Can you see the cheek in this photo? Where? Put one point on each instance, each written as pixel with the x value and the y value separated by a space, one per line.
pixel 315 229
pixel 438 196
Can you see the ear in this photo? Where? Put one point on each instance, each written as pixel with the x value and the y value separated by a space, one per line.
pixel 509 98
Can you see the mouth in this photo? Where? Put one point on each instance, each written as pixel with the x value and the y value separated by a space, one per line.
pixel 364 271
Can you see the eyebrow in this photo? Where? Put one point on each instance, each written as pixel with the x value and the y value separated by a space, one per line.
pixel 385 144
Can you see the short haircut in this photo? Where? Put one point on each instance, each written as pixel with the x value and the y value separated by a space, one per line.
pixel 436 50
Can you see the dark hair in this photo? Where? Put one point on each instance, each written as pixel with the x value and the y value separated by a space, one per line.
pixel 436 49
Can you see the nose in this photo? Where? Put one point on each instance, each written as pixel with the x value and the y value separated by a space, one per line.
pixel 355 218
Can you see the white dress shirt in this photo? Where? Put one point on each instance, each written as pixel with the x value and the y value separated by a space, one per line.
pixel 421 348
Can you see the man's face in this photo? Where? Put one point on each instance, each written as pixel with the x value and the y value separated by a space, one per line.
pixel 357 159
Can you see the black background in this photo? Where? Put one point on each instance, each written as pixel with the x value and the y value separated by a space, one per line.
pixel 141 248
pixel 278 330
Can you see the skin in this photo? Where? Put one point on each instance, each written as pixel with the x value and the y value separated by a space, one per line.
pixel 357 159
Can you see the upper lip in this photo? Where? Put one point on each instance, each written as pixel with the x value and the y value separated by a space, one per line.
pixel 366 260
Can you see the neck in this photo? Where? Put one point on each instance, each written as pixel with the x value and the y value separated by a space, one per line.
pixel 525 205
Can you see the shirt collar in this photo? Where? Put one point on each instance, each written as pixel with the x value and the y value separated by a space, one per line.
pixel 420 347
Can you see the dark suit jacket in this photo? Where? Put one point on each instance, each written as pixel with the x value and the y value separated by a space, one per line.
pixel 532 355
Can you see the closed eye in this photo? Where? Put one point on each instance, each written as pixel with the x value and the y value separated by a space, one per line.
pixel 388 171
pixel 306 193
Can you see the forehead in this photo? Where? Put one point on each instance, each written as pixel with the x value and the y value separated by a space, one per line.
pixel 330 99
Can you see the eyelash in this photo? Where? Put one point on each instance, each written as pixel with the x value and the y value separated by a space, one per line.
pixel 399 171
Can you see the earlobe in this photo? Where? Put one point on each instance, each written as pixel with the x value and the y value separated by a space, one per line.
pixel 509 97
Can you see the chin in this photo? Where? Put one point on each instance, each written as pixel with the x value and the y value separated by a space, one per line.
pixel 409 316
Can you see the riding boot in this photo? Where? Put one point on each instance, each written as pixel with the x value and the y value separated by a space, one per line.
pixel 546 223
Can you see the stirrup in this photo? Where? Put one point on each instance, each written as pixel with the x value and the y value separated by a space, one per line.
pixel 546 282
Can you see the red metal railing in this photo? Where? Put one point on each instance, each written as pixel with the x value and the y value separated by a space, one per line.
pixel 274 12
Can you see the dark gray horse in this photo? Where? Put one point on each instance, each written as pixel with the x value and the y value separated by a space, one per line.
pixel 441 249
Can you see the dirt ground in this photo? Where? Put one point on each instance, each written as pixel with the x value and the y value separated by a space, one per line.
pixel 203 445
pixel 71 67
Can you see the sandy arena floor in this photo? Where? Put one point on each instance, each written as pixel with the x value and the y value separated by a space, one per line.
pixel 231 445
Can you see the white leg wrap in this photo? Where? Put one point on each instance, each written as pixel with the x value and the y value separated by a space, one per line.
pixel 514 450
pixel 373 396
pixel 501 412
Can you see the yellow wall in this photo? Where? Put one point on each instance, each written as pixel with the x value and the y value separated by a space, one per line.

**The task:** Transcribe every record verbatim.

**Completed task:**
Can you see the cheek in this photo? Where? Put one point on each instance, each written as pixel with the x value and the y value separated by a space, one per line.
pixel 315 229
pixel 438 196
Can you see the ear in this photo? Where? Put one point on each instance, each written as pixel with the x value and the y value separated by a space, one per line.
pixel 509 98
Can you see the mouth in this photo? Where? Put one point on each instance, each written as pixel with the x value and the y value separated by a space, one per line.
pixel 364 271
Can you see the eyebrow in this photo? Where? Put one point on each instance, each written as pixel with the x value and the y value separated by a space, one per line.
pixel 385 144
Can you see the short haircut in this photo? Where? Put one point on each instance, each written as pixel with the x value and the y value separated by a space, one per line.
pixel 436 50
Can you see the dark hair in this photo? Where? Put one point on each instance, each written as pixel with the x value and the y value separated by a space, one per line.
pixel 436 49
Can you see the nose in this photo? Where? Put one point on each instance, each written as pixel with the x value and the y value separated by a space, one per line.
pixel 355 218
Can you see the white dress shirt in this photo? Where? Put one point on each instance, each written as pixel with the x value and the y value separated by a space, one per line.
pixel 421 348
Can you see the man's face in this photo? Where? Put one point on each instance, each written as pixel with the x value and the y value separated by a space, one per line.
pixel 357 159
Can you see the black background in this photo? Where? Put one point on each instance, each written as pixel with the x value and the y value separated by a space, one per line.
pixel 141 248
pixel 278 330
Can you see the skin in this photo? Where? Put one point on each instance, each written as pixel with the x value and the y value separated by a space, one per line.
pixel 357 159
Can you see the upper lip in this photo? Where? Put one point on each instance, each written as pixel with the x value and the y value separated by a space, one per line.
pixel 366 260
Can you see the neck in this photo? Where? Put one point on each instance, each written as pixel with the x value and the y value separated by a space, one per line.
pixel 525 205
Can you see the shirt collar in this photo? Where? Put one point on each instance, each written as pixel with the x value and the y value separated by a space, one per line.
pixel 420 347
Can you see the dark suit jacket in this photo? Where? Put one point on each instance, each written as pixel with the x value and the y value separated by a space, one per line.
pixel 532 355
Can you see the closed eye in this photo? Where? Put one point on each instance, each written as pixel with the x value and the y value separated by a space, one per line.
pixel 388 171
pixel 306 193
Can you see the forehead in this photo? Where? Put one point on each instance, each written as pixel with the x value and the y value separated by a space, one per line.
pixel 330 99
Can you see the eyelash in this photo? Where? Put one point on each instance, each written as pixel with the x value and the y value separated by a space, one per line.
pixel 399 171
Can you see the earlobe in this photo? Where? Put one point on each instance, each written as pixel with the x value and the y value separated by a space, one per line.
pixel 509 97
Can you see the chin in this photo? Where? Put one point on each instance, each written as pixel with the x value and the y value separated by a space, one per line.
pixel 409 316
Can you see the riding boot in this photo? Where? Put one point on each instance, each written as pixel with the x value and the y value separated by a space, one per line.
pixel 546 223
Can you see the stirrup in this photo? Where? Put one point on each instance, each written as pixel with the x value and the y value separated by a space, one per line.
pixel 546 282
Can you see the red metal railing in this photo? Where? Put one point on each instance, each written as pixel with the x value and the y value separated by a space, one per line.
pixel 274 12
Can you see the dark gray horse in this photo? Where? Put one point on each instance, each written as pixel with the x value and the y value separated by a space, one per line.
pixel 441 249
Can you see the dirt ground in this photo? Where? Put one point on each instance, each written as pixel with the x value and the y value separated by a space, one per line.
pixel 203 445
pixel 71 67
Can you see the sandy arena floor in this photo? Where? Put one point on each instance, each written as pixel with the x value and the y value separated by a space, one per line.
pixel 231 445
Can you see the white leg wrap in this photo? Where? Put one point on each instance, each written as pixel with the x value and the y value separated by a space, one per line.
pixel 514 450
pixel 373 396
pixel 501 412
Can you see the yellow wall in this photo? Where? Put one point on each instance, each written as pixel with the x value and the y value separated by a space, one per line.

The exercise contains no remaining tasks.